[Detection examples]
##############################

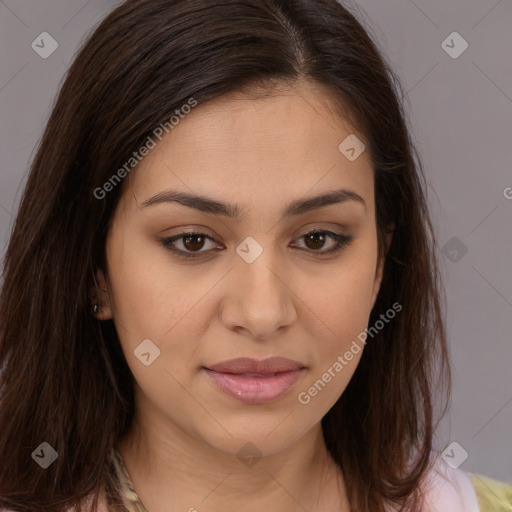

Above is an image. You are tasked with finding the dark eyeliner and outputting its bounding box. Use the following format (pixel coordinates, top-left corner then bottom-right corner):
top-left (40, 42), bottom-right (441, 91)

top-left (160, 230), bottom-right (354, 260)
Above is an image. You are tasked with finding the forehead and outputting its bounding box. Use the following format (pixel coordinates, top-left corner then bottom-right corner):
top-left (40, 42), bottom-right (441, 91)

top-left (122, 79), bottom-right (373, 214)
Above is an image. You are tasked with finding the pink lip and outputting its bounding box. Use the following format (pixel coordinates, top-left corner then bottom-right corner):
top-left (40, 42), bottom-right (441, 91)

top-left (204, 357), bottom-right (305, 404)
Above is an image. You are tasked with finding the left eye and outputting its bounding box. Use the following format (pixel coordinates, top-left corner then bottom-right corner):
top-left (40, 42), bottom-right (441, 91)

top-left (161, 230), bottom-right (353, 258)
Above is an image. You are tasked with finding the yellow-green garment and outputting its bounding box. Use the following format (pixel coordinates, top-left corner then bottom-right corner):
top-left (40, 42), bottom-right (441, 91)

top-left (469, 474), bottom-right (512, 512)
top-left (112, 448), bottom-right (512, 512)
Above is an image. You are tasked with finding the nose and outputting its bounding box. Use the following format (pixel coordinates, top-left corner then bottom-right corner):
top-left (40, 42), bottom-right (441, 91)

top-left (221, 255), bottom-right (297, 340)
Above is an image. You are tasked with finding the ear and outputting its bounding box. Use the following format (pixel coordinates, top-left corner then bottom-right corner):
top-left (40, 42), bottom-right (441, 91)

top-left (372, 223), bottom-right (395, 309)
top-left (91, 268), bottom-right (112, 320)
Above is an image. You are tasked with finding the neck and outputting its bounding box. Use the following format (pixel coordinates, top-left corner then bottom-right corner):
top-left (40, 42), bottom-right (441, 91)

top-left (117, 400), bottom-right (350, 512)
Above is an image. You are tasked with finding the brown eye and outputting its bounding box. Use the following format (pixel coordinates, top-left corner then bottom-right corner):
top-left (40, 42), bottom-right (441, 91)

top-left (299, 230), bottom-right (354, 257)
top-left (304, 232), bottom-right (326, 250)
top-left (160, 233), bottom-right (215, 258)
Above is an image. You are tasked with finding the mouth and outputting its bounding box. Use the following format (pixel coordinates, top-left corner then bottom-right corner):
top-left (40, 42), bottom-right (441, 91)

top-left (203, 357), bottom-right (306, 404)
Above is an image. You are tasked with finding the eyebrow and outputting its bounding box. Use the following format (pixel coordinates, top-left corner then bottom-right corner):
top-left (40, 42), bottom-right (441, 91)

top-left (142, 189), bottom-right (366, 220)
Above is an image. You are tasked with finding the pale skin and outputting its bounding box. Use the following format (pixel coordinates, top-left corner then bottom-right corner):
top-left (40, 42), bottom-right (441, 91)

top-left (97, 82), bottom-right (389, 512)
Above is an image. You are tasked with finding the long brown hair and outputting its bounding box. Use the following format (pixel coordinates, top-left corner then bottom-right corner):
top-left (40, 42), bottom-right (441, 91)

top-left (0, 0), bottom-right (450, 512)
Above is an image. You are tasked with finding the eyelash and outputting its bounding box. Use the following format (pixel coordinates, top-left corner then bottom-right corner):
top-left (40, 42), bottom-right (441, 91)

top-left (160, 229), bottom-right (354, 260)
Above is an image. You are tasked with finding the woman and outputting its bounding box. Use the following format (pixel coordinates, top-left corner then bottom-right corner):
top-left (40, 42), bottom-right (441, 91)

top-left (0, 0), bottom-right (511, 512)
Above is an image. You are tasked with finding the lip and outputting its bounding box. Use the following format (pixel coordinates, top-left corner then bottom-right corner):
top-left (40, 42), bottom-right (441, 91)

##############################

_WHAT THE TASK REQUIRES_
Reproduce the entries word for word, starting at the top and stopping after the line that has "top-left (117, 400), bottom-right (350, 512)". Leave the pictures out.

_RESPONSE TO THIS EXERCISE_
Above is an image. You are tasked with finding the dark eyeliner and outputting its bounding box. Use the following format (pixel coordinates, top-left corner then bottom-right corner):
top-left (40, 42), bottom-right (441, 91)

top-left (160, 230), bottom-right (354, 260)
Above is an image. You are tasked with finding the forehead and outputting its bounding box. Use the following format (pixel coordinates, top-left corner then bottom-right corner):
top-left (40, 42), bottom-right (441, 91)

top-left (122, 79), bottom-right (373, 214)
Above is an image. You are tasked with finding the pink lip and outputting its bounding box. Use the following format (pixel coordinates, top-left corner then bottom-right corner):
top-left (40, 42), bottom-right (441, 91)

top-left (204, 357), bottom-right (305, 404)
Above is an image. You are tasked with finding the left eye and outputting its bounding box. Use the following format (pixel coordinates, top-left corner then bottom-right corner):
top-left (40, 42), bottom-right (441, 91)

top-left (161, 230), bottom-right (353, 258)
Above is an image. You are tasked with finding the yellow-green garment and outputting its bounding box. Use the following format (pixel coordinates, top-left corner then bottom-right corner):
top-left (40, 42), bottom-right (441, 91)

top-left (469, 474), bottom-right (512, 512)
top-left (112, 448), bottom-right (512, 512)
Above is an image. You are tasked with finding the nose and outputting its bounding box. Use the following format (pixel coordinates, top-left corner then bottom-right corner):
top-left (40, 42), bottom-right (441, 91)

top-left (221, 255), bottom-right (297, 340)
Above is an image. You are tasked with finding the ear and outputting its bounding box. Use the following format (pixel coordinates, top-left corner then bottom-right corner):
top-left (40, 42), bottom-right (441, 91)

top-left (372, 223), bottom-right (395, 309)
top-left (91, 268), bottom-right (112, 320)
Above is an image. You are tasked with finding the neck and outputting its bounding box. Use the following format (pixel coordinates, top-left corner then bottom-right corner):
top-left (40, 42), bottom-right (441, 91)

top-left (117, 400), bottom-right (350, 512)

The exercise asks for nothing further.